SOURCE PASSAGE Start Marker

Athletic Endurance: Eating For All-Day Sporting Events

Monday, December 18, 2006 - 4:25pm

By Dena McDowell, MS, RD

Planning food for all-day sporting events can be challenging. It’s difficult to know what to eat and when to time your meals. Here are some tips that will help you fuel to optimize your sports performance.

Breakfast for an all-day sporting event

Breakfast is the most important meal of the day. Food types and meal timing both depend on the starting time of the first event. If the event begins at 8 a.m., it is important to wake up early to eat a healthy breakfast. A good rule of thumb is to eat your first meal 2 hours before exercising to allow for proper digestion. A healthy breakfast may consist of:

  • Toast or a bagel with peanut butter, half a cup of 100% natural juice, and a piece of fruit
  • Two eggs, toast and 1 cup of juice

If your body doesn’t tolerate large quantities of food in the morning, a protein-rich fruit smoothie could be a great way to jump-start your metabolism.

SOURCE PASSAGE End Marker
DATA SHOWN Start Marker

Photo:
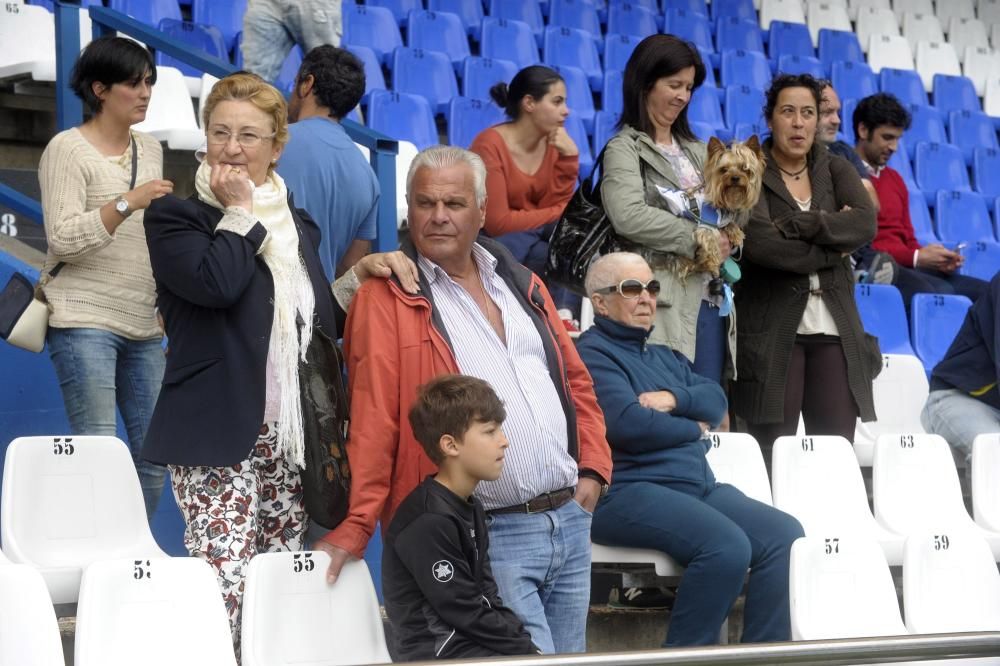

DATA SHOWN End Marker

According to the article on eating for all-day sporting events, how long before exercising should you eat your first meal? The lines come from a separate source, unrelated to the article.

[ANSWER TO THIS PROBLEM]: Two hours before exercising, to allow for proper digestion.